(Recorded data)
=======

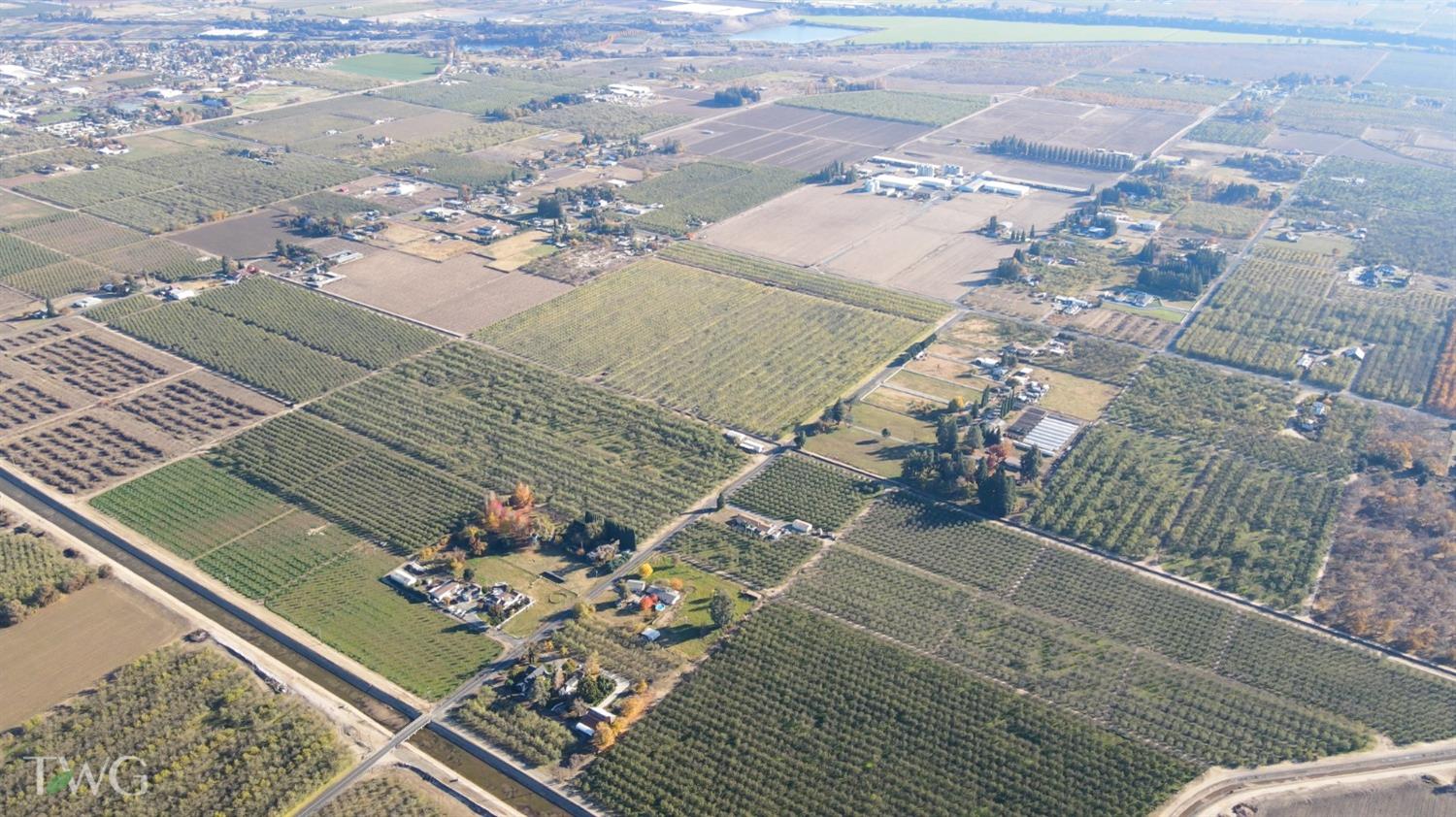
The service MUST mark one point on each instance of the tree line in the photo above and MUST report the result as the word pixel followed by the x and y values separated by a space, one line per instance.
pixel 1062 154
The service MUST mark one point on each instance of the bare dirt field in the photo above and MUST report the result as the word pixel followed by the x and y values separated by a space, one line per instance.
pixel 72 644
pixel 810 224
pixel 421 242
pixel 1331 145
pixel 1072 124
pixel 1008 300
pixel 931 247
pixel 1254 61
pixel 1120 326
pixel 459 294
pixel 1406 797
pixel 241 238
pixel 376 189
pixel 794 137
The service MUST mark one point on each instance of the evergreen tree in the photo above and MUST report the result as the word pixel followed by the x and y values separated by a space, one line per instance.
pixel 1031 464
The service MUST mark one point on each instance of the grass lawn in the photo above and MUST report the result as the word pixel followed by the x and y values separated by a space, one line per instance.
pixel 1322 244
pixel 690 631
pixel 861 449
pixel 890 29
pixel 387 66
pixel 888 398
pixel 349 607
pixel 934 386
pixel 1075 396
pixel 521 572
pixel 1155 311
pixel 908 429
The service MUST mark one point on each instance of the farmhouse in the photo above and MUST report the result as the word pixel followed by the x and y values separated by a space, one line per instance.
pixel 754 525
pixel 465 601
pixel 1044 430
pixel 629 90
pixel 1004 188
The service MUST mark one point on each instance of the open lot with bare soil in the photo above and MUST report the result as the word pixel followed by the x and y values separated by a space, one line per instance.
pixel 794 137
pixel 1074 124
pixel 245 236
pixel 1120 326
pixel 1242 63
pixel 460 294
pixel 70 644
pixel 929 247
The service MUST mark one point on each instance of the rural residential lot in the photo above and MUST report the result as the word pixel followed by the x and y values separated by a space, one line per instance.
pixel 680 408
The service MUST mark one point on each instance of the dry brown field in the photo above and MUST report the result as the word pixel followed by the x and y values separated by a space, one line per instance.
pixel 460 294
pixel 794 137
pixel 73 642
pixel 244 236
pixel 1072 124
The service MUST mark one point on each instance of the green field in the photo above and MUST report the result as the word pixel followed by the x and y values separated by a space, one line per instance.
pixel 707 191
pixel 1213 517
pixel 1220 218
pixel 832 287
pixel 326 325
pixel 603 118
pixel 255 355
pixel 1139 697
pixel 317 575
pixel 491 421
pixel 1068 612
pixel 504 89
pixel 1267 310
pixel 347 605
pixel 751 560
pixel 387 66
pixel 916 108
pixel 891 29
pixel 797 487
pixel 1226 131
pixel 724 348
pixel 351 481
pixel 189 506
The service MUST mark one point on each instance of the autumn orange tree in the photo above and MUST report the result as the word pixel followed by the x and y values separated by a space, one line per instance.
pixel 512 522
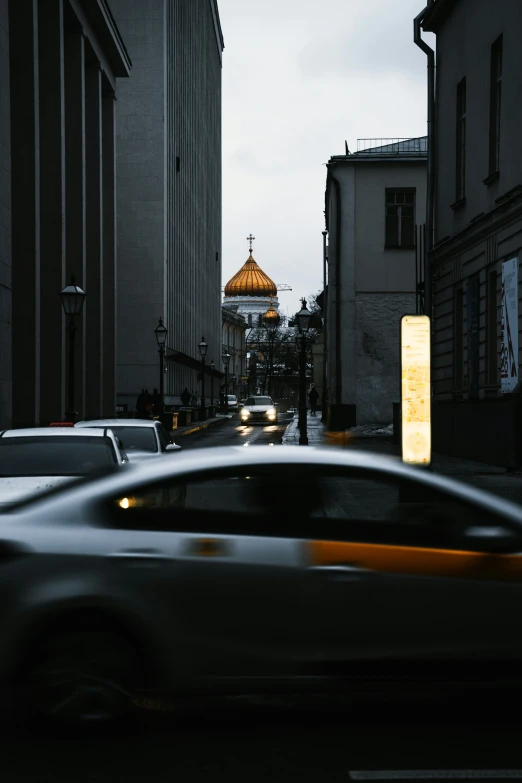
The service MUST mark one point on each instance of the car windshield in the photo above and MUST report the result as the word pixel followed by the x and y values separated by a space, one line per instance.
pixel 55 456
pixel 259 401
pixel 138 438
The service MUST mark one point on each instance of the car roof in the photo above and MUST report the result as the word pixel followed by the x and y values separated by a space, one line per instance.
pixel 201 461
pixel 116 423
pixel 52 431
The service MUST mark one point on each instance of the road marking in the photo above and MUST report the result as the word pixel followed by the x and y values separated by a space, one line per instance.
pixel 436 774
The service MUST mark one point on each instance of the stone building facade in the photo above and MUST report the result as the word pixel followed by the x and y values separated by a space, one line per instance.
pixel 374 198
pixel 168 191
pixel 478 229
pixel 59 60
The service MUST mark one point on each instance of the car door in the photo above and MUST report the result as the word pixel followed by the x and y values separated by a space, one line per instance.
pixel 407 572
pixel 233 580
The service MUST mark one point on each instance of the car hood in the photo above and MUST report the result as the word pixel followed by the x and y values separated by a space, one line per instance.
pixel 16 488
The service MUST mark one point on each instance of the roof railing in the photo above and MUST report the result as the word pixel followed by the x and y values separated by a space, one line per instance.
pixel 393 146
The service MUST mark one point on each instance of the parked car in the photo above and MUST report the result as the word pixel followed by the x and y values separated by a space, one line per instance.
pixel 36 459
pixel 283 568
pixel 259 409
pixel 141 438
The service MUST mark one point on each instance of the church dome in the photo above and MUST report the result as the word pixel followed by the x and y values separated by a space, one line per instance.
pixel 250 280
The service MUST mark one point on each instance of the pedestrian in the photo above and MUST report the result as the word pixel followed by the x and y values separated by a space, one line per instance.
pixel 140 404
pixel 313 397
pixel 156 401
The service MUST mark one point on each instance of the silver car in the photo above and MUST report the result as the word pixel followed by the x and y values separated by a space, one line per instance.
pixel 253 570
pixel 259 409
pixel 35 459
pixel 141 438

=======

[WORK TASK] Each record above has to be written out again in full, but its pictures must not be.

[REPLY]
The service MUST mark one point on each instance of the tree line in the photo above and MUST report the result as the word pixel followed by the x and y values separated by a space, one line per instance.
pixel 1062 154
The service MUST mark one point on each instance of the bare dirt field in the photo above and MUST report the result as the word pixel followed by the x and y values separated by a space, one line per instance.
pixel 72 644
pixel 810 224
pixel 421 242
pixel 1331 145
pixel 1072 124
pixel 1008 300
pixel 931 247
pixel 1254 61
pixel 1120 326
pixel 459 294
pixel 1406 797
pixel 241 238
pixel 376 189
pixel 794 137
The service MUST mark one point on each instance of the evergreen tree in the photo above and MUST report the result as the word pixel followed by the x and y values separated by a space, one line per instance.
pixel 1031 464
The service MUST mark one point on each instance of the grass lawn in the photo above and MUST report the result as the word pixel followed by the x and y values separated by a space, one line per instance.
pixel 1322 244
pixel 690 631
pixel 861 449
pixel 890 29
pixel 387 66
pixel 888 398
pixel 349 607
pixel 934 386
pixel 1075 396
pixel 521 572
pixel 1155 311
pixel 908 429
The service MUST mark one point on each instance of the farmhouse in the photo above and MUST report the result as the word pixel followed by the x and y values separated by a space, one line per instance.
pixel 754 525
pixel 465 601
pixel 1044 430
pixel 629 90
pixel 1004 188
The service MUST mark one point on each instance of the open lot with bare soil in the photo above and MUST report the result as the word pixel followed by the x and y values separated by a space, one line per instance.
pixel 794 137
pixel 1074 124
pixel 245 236
pixel 1120 326
pixel 1242 63
pixel 460 294
pixel 70 644
pixel 929 247
The service MUST mark one point on each instance of the rural residential lot in the photo above and MUST report the result as the word pixel followed by the x and y values separated by a space, one line per instance.
pixel 680 408
The service MUST mark one point on each instance of the dry brown field in the photo above and MUST report the result as the word pixel followed by the x and y values separated by a space, one line per instance.
pixel 460 294
pixel 794 137
pixel 73 642
pixel 244 236
pixel 1072 124
The service MUST mark one point on each instance of the green field in the photo above and MUST report the result as the word pixel followed by the x and y values separated by a space, one line per instance.
pixel 707 191
pixel 1213 517
pixel 1220 218
pixel 832 287
pixel 326 325
pixel 603 118
pixel 255 355
pixel 1139 697
pixel 317 575
pixel 491 421
pixel 1068 612
pixel 504 89
pixel 1267 310
pixel 347 605
pixel 751 560
pixel 387 66
pixel 916 108
pixel 891 29
pixel 797 487
pixel 1226 131
pixel 724 348
pixel 351 481
pixel 189 506
The service MUST mark one point on each instance of the autumn orange tree in the photo above and MUST report the result as the word pixel followed by the x and y values separated by a space, one line per instance.
pixel 512 522
The service MUST mark one point on each instance of the car windshield in the photo above and MUST report the result as the word pixel followed by the x and y values separated by a space, one line per instance.
pixel 55 456
pixel 259 401
pixel 138 438
The service MUST mark one point on each instance of the car roof in the photo above and MUST report the result as the word pixel followed by the x and y values separated by a space, one line per instance.
pixel 201 461
pixel 116 423
pixel 52 431
The service MUST mark one point on each instance of the road marking in the photo above and MUST report the result as the word pixel followed by the x and y values separated by a space, one line per instance.
pixel 436 774
The service MUST mark one point on each instance of the stone building facade in the photo above and MUST report the result as the word pixel followed by the x and y values separated by a space, one line per instance.
pixel 374 198
pixel 168 191
pixel 478 229
pixel 59 60
The service MUST mark one point on each instance of the car door in the photo above and MUST report the result as the word pixel followed by the x and y values separated by a space, one line per instance.
pixel 407 572
pixel 233 580
The service MUST mark one point on each instance of the car hood in the photo above and MUST report the result as the word pixel followed by the x and y values separated by a space, one line per instance.
pixel 16 488
The service MUST mark one point on each instance of the roof railing in the photo above and MUST report the result as the word pixel followed by the x and y values separated by a space, one line per instance.
pixel 393 146
The service MUST mark one point on each instance of the parked car in the photo above and MUST report the result as the word pixel followed by the x and y values separated by a space, one line per instance.
pixel 36 459
pixel 283 568
pixel 259 409
pixel 141 438
The service MUST mark one point on each instance of the church dome in the photo above and MUST report the result as the word pixel followed by the x and y values separated by a space, one line per instance.
pixel 250 280
The service MUST mark one point on each instance of the pedestrian in the photo above and MUST report the result as the word pixel followed by the x and y values separated by a space, one line per instance.
pixel 140 404
pixel 313 397
pixel 156 401
The service MUST mark one point on each instance of the silver car in the photo above and MUST report the result as the word pixel followed by the x and y values separated by a space, one line per instance.
pixel 253 570
pixel 259 409
pixel 35 459
pixel 141 438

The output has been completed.